## [What is required]
Change "blue" to "red" in the lines starting at "Every instance of the large" and ending at "<point>724,248</point>", and write out those lines with nothing else altered.

(Pointing dataset records)
------------------------------------

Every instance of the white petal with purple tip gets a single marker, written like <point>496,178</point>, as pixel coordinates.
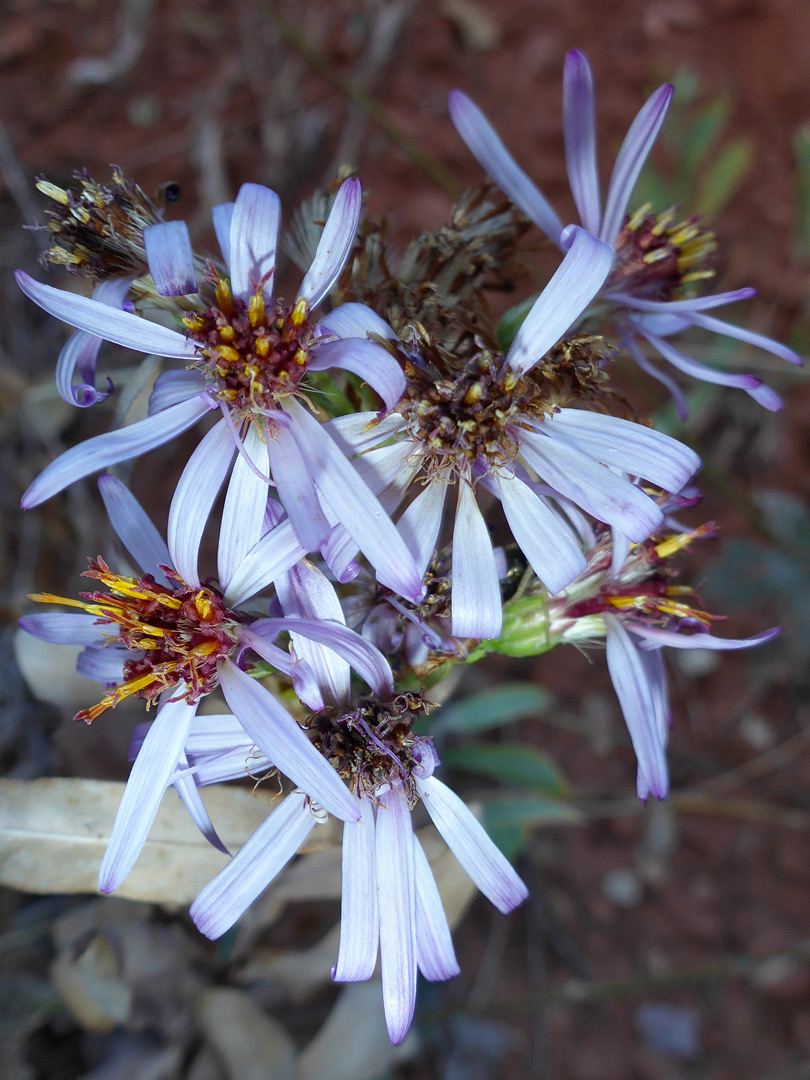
<point>254,235</point>
<point>395,888</point>
<point>475,593</point>
<point>360,926</point>
<point>580,138</point>
<point>631,158</point>
<point>194,495</point>
<point>254,866</point>
<point>469,841</point>
<point>634,692</point>
<point>148,780</point>
<point>335,244</point>
<point>277,733</point>
<point>116,446</point>
<point>134,527</point>
<point>576,281</point>
<point>107,322</point>
<point>171,258</point>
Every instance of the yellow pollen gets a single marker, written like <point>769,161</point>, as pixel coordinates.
<point>299,312</point>
<point>256,310</point>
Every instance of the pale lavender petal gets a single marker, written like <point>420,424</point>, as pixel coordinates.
<point>475,593</point>
<point>189,793</point>
<point>718,326</point>
<point>243,514</point>
<point>467,838</point>
<point>360,921</point>
<point>594,487</point>
<point>335,245</point>
<point>580,138</point>
<point>171,388</point>
<point>630,161</point>
<point>253,239</point>
<point>362,431</point>
<point>221,215</point>
<point>295,486</point>
<point>80,352</point>
<point>355,507</point>
<point>626,446</point>
<point>274,553</point>
<point>421,522</point>
<point>64,628</point>
<point>576,282</point>
<point>148,780</point>
<point>497,162</point>
<point>306,593</point>
<point>674,639</point>
<point>673,307</point>
<point>103,665</point>
<point>395,888</point>
<point>434,950</point>
<point>354,320</point>
<point>365,658</point>
<point>116,446</point>
<point>134,528</point>
<point>277,733</point>
<point>541,535</point>
<point>373,363</point>
<point>193,498</point>
<point>750,383</point>
<point>254,866</point>
<point>171,259</point>
<point>634,692</point>
<point>107,322</point>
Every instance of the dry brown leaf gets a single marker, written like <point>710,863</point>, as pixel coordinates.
<point>53,834</point>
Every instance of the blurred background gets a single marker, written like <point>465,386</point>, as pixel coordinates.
<point>660,943</point>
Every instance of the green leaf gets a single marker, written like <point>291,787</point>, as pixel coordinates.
<point>509,821</point>
<point>702,135</point>
<point>493,709</point>
<point>801,148</point>
<point>512,764</point>
<point>724,177</point>
<point>512,321</point>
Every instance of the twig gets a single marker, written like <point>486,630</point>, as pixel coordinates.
<point>410,147</point>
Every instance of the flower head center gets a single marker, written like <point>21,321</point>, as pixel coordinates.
<point>253,353</point>
<point>374,745</point>
<point>658,255</point>
<point>175,634</point>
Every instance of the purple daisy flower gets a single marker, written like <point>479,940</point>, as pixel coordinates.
<point>390,902</point>
<point>639,611</point>
<point>497,429</point>
<point>653,257</point>
<point>247,355</point>
<point>166,640</point>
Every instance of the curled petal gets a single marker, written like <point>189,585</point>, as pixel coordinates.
<point>335,244</point>
<point>107,322</point>
<point>116,446</point>
<point>171,258</point>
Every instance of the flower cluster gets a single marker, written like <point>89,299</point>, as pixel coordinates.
<point>369,432</point>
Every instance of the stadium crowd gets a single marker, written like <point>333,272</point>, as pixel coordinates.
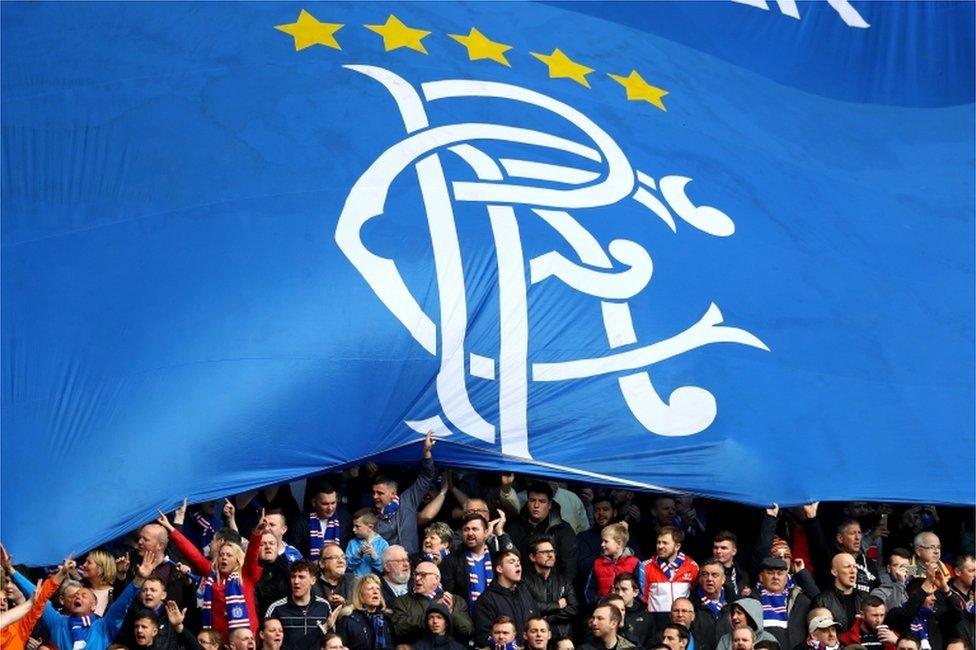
<point>446,560</point>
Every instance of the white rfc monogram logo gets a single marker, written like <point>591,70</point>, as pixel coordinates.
<point>689,409</point>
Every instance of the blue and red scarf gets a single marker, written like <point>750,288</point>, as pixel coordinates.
<point>234,603</point>
<point>775,612</point>
<point>714,606</point>
<point>480,575</point>
<point>320,535</point>
<point>670,568</point>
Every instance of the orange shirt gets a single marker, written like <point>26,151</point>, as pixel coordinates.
<point>15,635</point>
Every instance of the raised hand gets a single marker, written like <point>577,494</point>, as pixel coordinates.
<point>179,515</point>
<point>810,510</point>
<point>175,615</point>
<point>66,567</point>
<point>6,561</point>
<point>163,521</point>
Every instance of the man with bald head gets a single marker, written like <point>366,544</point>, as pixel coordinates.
<point>843,598</point>
<point>409,612</point>
<point>154,539</point>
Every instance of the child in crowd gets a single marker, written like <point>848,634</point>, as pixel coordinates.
<point>364,553</point>
<point>616,559</point>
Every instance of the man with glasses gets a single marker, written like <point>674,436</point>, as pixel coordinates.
<point>928,551</point>
<point>332,583</point>
<point>553,593</point>
<point>409,612</point>
<point>504,596</point>
<point>468,571</point>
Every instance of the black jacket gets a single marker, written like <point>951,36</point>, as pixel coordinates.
<point>446,642</point>
<point>837,603</point>
<point>454,568</point>
<point>522,532</point>
<point>547,592</point>
<point>301,622</point>
<point>516,603</point>
<point>639,627</point>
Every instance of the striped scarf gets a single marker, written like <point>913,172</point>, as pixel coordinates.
<point>774,608</point>
<point>670,568</point>
<point>234,603</point>
<point>714,606</point>
<point>920,625</point>
<point>318,538</point>
<point>389,510</point>
<point>79,627</point>
<point>379,630</point>
<point>480,575</point>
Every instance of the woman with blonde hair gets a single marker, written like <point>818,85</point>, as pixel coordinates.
<point>226,592</point>
<point>365,624</point>
<point>98,572</point>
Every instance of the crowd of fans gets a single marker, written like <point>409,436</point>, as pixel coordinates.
<point>466,559</point>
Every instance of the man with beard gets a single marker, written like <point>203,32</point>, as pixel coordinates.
<point>552,592</point>
<point>869,629</point>
<point>327,524</point>
<point>541,516</point>
<point>667,576</point>
<point>151,601</point>
<point>468,571</point>
<point>504,596</point>
<point>604,627</point>
<point>843,598</point>
<point>396,573</point>
<point>409,612</point>
<point>273,584</point>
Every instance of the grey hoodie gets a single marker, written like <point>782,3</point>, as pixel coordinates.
<point>754,615</point>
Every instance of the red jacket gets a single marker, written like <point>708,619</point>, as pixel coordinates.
<point>659,591</point>
<point>250,574</point>
<point>605,570</point>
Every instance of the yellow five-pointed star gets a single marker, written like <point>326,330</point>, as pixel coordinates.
<point>638,89</point>
<point>563,67</point>
<point>481,47</point>
<point>396,35</point>
<point>308,31</point>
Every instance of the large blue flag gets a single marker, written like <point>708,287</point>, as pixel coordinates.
<point>724,248</point>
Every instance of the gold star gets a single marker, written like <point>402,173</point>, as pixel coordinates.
<point>638,89</point>
<point>481,47</point>
<point>396,35</point>
<point>563,67</point>
<point>308,31</point>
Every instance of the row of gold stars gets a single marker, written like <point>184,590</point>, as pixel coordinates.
<point>308,30</point>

------------------------------------

## [Full answer]
Every instance of the large red flag gets a single marker, written like <point>708,287</point>, as pixel coordinates.
<point>724,248</point>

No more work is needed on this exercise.